Supplied text:
Arc synthesis: EP24–26 tools, surprisal variance

▶ 7:52 Information Theory

前置知识

EP24 The Information Code of Pop Music EP25 Why Music Gives You Goosebumps — Prediction Error and Frisson EP26 The 1/f Law of Music

Overview

This episode closes the Pop Music × Math Arc (EP24–27) by applying the three analytical tools built across the arc to a real-world controversy: are short-video AI hooks and Suno-style generative music the same phenomenon, or fundamentally different problems wearing the same label?

The mathematical argument is that mean entropy alone is insufficient to characterise a musical signal. Two distributions can share the same Shannon entropy yet differ drastically in their surprisal variance, their melody–harmony mutual information, and the shape of their power spectral density. These three numbers — surprisal variance $\mathrm{Var}[I(X)]$ , mutual information $I(M;H)$ , and spectral exponent $\alpha$ — form a “fingerprint” that separates human pop, human classical, early AI output, and pure random melody in a way that a single entropy number cannot.

The episode also traces how platform architecture shapes which criticism surfaces first: short-video platforms amplify the attention problem (low-entropy hooks engineered for compulsive replay), while streaming and rights systems amplify the accountability problem (untraceable training data, unattributable synthesis). The mathematics does not adjudicate copyright law, but it does clarify the factual claims embedded in the debate.

中文: “抖音AI要的，是十五秒就能洗脑的钩子。Suno要的，是一句提示词生成整首歌。它们都叫’AI音乐'，但根本不是同一个物种。”

Prerequisites

The Information Code of Pop Music (EP24) — Shannon entropy $H(X)$ , LZ compression rate, Kolmogorov complexity
Why Music Gives You Goosebumps (EP25) — prediction error $\delta$ , surprisal, frisson
The 1/f Law of Music (EP26) — power spectral density, Hurst exponent $H$ , spectral exponent $\alpha$
Game Theory and Evolutionarily Stable Strategies (EP18) — Nash equilibrium, mixed strategies

Definitions

Definition 27.1 (Surprisal (Self-Information))

Let $X$ be a random variable taking values in a finite set $\mathcal{X}$ with distribution $p(x) = P(X = x)$ . The surprisal (self-information) of outcome $x$ is defined as

$I(x) = -\log_2 p(x) \quad \text{(bits)}$

The Shannon entropy is the expected surprisal:

$H(X) = \mathbb{E}[I(X)] = -\sum_{x \in \mathcal{X}} p(x) \log_2 p(x)$

Intuition: $I(x)$ quantifies the “surprise” of observing outcome $x$ . Lower probability events carry higher surprisal.

Written request 1:
Present the listing lines as a numbered list, starting at the line that contains "Kindly segment every instance of the long" and ending at the line that contains "[[[88,265],[137,241],[0,242],[0,361],[62,352]]]". Omit any blank lines.
The text and the listing come from unrelated sources.

Region labeling items
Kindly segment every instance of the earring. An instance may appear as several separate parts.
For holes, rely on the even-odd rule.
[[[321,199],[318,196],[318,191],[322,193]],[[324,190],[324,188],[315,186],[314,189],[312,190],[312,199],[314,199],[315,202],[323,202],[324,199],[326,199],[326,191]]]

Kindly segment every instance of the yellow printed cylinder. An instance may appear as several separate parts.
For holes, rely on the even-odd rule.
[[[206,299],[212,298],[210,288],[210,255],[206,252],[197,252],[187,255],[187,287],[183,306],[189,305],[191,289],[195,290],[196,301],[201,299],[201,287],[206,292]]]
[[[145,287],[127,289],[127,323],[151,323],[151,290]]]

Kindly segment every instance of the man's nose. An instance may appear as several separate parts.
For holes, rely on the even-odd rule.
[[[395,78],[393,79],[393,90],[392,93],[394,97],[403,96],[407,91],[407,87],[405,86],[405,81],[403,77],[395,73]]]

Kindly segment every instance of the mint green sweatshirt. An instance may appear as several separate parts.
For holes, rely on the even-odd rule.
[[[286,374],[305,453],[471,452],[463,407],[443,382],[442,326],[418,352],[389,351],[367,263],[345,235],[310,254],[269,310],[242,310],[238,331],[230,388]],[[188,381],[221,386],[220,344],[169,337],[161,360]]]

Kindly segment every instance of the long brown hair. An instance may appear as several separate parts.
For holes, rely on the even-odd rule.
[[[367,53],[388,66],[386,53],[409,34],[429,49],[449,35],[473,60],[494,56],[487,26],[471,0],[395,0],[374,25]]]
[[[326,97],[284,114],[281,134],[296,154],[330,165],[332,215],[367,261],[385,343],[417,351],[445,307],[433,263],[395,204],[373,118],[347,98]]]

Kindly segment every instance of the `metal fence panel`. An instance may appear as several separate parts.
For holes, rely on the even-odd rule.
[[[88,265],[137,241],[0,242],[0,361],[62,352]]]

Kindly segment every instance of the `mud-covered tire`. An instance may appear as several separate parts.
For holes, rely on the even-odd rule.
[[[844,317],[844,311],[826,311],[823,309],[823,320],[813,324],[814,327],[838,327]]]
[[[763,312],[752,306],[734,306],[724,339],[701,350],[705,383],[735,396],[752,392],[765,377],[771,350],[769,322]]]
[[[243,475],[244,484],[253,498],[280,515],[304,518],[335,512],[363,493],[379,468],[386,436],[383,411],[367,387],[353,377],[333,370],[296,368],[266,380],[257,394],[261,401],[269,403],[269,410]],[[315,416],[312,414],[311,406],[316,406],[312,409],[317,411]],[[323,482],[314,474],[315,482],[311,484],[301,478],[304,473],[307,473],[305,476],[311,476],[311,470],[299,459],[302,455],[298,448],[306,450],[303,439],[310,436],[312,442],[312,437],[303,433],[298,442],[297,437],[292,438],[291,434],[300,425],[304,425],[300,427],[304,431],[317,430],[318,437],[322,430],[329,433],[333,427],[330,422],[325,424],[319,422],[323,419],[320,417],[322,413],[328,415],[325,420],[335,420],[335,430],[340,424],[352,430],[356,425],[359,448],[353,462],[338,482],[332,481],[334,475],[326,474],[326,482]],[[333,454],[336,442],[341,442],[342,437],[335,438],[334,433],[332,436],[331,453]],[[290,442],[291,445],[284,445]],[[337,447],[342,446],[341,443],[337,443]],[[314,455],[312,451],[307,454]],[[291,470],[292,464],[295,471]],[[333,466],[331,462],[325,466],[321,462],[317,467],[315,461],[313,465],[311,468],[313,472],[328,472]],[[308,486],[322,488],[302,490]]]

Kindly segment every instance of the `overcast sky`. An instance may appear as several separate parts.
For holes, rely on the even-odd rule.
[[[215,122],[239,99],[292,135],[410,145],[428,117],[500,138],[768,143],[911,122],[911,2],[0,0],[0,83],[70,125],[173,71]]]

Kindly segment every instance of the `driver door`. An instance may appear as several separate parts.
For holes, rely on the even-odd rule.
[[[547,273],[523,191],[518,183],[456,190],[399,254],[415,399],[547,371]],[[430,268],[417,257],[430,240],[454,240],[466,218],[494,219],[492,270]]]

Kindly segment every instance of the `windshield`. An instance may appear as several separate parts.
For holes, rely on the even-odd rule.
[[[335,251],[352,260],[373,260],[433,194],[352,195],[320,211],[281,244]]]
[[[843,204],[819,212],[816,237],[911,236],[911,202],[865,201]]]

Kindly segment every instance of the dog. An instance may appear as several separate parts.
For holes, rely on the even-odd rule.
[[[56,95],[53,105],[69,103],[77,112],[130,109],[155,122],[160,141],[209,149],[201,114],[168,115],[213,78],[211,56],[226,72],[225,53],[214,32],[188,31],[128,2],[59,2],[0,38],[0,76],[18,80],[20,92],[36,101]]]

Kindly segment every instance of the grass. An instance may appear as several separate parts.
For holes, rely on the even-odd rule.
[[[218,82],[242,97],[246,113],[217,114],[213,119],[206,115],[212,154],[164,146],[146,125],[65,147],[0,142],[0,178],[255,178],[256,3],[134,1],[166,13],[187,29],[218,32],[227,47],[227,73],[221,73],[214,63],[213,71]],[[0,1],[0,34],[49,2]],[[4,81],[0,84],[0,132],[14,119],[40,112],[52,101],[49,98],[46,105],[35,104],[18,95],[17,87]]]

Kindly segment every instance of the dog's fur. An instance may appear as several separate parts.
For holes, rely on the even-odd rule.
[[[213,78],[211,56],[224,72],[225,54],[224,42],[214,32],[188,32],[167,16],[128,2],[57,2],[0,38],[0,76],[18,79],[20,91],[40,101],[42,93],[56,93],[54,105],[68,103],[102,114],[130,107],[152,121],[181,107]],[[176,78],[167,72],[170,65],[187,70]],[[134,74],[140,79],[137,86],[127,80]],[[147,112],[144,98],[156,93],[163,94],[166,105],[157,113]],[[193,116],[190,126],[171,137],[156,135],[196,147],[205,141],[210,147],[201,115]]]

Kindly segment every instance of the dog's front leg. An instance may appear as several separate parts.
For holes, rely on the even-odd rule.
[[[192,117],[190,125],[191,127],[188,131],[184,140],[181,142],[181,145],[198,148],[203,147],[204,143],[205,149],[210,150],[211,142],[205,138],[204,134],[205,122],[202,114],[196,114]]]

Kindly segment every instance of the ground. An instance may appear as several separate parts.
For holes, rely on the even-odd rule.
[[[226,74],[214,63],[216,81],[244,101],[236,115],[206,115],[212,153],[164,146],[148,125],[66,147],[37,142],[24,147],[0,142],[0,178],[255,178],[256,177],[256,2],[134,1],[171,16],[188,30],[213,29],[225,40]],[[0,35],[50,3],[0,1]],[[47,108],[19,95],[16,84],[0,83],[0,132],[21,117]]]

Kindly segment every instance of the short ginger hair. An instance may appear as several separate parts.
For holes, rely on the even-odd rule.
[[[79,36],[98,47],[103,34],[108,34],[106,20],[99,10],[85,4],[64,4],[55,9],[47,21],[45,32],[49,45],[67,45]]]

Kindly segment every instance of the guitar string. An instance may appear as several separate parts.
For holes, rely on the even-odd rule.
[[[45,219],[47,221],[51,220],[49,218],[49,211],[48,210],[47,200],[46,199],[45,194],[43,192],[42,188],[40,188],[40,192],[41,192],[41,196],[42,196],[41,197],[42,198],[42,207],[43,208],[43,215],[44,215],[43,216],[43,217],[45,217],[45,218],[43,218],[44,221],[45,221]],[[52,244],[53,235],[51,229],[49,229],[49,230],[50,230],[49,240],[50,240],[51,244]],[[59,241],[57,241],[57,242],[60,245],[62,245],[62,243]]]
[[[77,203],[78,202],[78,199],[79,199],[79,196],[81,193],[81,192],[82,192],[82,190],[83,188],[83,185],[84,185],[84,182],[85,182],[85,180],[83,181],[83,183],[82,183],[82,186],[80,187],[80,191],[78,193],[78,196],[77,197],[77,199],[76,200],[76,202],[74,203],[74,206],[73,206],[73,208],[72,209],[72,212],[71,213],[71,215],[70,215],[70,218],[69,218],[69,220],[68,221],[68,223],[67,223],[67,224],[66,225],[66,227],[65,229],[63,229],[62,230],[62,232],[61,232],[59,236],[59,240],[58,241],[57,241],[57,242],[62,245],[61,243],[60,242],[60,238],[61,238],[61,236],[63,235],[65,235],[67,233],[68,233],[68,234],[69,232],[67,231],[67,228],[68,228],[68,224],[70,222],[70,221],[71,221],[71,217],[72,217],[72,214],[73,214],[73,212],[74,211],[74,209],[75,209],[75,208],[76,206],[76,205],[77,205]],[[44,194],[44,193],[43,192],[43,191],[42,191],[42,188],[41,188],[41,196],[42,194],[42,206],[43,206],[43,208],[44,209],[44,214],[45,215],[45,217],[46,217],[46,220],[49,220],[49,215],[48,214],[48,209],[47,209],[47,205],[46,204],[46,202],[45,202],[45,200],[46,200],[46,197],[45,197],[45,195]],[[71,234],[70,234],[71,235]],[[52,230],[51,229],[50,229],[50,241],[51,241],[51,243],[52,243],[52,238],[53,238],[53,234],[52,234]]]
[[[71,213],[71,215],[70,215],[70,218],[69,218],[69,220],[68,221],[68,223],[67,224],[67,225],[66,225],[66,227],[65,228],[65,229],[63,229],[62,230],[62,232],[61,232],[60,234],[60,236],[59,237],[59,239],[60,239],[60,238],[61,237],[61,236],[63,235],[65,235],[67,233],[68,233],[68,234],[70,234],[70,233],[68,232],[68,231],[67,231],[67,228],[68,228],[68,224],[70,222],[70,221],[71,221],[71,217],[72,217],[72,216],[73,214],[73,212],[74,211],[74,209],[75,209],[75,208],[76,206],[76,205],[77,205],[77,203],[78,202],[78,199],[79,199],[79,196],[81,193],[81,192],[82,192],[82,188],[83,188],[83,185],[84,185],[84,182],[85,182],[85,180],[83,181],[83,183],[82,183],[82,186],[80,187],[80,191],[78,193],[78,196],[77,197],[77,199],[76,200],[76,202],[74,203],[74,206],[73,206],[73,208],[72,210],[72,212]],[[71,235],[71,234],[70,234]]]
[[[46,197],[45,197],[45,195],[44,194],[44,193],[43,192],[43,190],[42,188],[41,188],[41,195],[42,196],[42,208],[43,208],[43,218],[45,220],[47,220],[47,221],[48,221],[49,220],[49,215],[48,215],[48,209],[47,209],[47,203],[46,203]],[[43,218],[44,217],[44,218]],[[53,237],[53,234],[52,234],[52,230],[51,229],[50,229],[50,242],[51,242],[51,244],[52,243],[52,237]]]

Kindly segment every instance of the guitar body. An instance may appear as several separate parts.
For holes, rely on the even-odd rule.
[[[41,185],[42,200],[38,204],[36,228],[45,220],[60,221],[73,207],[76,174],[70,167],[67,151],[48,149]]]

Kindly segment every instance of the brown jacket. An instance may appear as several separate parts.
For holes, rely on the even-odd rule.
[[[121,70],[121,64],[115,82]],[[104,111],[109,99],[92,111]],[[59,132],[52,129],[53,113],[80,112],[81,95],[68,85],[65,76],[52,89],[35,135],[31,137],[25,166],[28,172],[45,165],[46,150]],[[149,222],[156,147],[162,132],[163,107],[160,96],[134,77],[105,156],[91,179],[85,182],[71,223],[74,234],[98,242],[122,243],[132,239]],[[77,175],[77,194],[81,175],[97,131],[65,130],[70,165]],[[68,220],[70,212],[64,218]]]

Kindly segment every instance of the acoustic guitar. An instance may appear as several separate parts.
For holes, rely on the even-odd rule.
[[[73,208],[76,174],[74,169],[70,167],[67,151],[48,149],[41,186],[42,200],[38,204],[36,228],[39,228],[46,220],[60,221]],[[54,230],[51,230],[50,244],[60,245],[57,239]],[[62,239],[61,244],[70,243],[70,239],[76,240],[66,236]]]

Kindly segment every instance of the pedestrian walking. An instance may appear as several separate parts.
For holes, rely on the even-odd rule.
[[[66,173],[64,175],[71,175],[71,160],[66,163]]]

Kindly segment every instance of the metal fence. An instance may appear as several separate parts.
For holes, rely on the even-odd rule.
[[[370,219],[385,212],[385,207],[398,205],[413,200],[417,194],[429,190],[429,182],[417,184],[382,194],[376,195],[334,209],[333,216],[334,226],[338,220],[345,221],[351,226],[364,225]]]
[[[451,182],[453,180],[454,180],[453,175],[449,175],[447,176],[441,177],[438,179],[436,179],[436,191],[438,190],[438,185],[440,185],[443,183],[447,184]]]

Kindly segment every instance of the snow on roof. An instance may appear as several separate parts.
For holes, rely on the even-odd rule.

Written request 2:
Retype the passage of the surprisal variance text starting at "Let $X$ be a" and ending at "carry higher surprisal.".

Exercise output 1:
1. Kindly segment every instance of the long brown hair. An instance may appear as several separate parts.
2. For holes, rely on the even-odd rule.
3. [[[367,53],[388,66],[386,53],[409,34],[429,49],[449,35],[473,60],[494,56],[487,26],[471,0],[395,0],[374,25]]]
4. [[[326,97],[284,114],[281,134],[296,154],[330,165],[332,215],[367,261],[385,343],[417,351],[445,307],[433,263],[395,204],[373,118],[347,98]]]
5. Kindly segment every instance of the `metal fence panel`. An instance may appear as several separate parts.
6. For holes, rely on the even-odd rule.
7. [[[88,265],[137,241],[0,242],[0,361],[62,352]]]

Exercise output 2:
Let $X$ be a random variable taking values in a finite set $\mathcal{X}$ with distribution $p(x) = P(X = x)$ . The surprisal (self-information) of outcome $x$ is defined as

$I(x) = -\log_2 p(x) \quad \text{(bits)}$

The Shannon entropy is the expected surprisal:

$H(X) = \mathbb{E}[I(X)] = -\sum_{x \in \mathcal{X}} p(x) \log_2 p(x)$

Intuition: $I(x)$ quantifies the “surprise” of observing outcome $x$ . Lower probability events carry higher surprisal.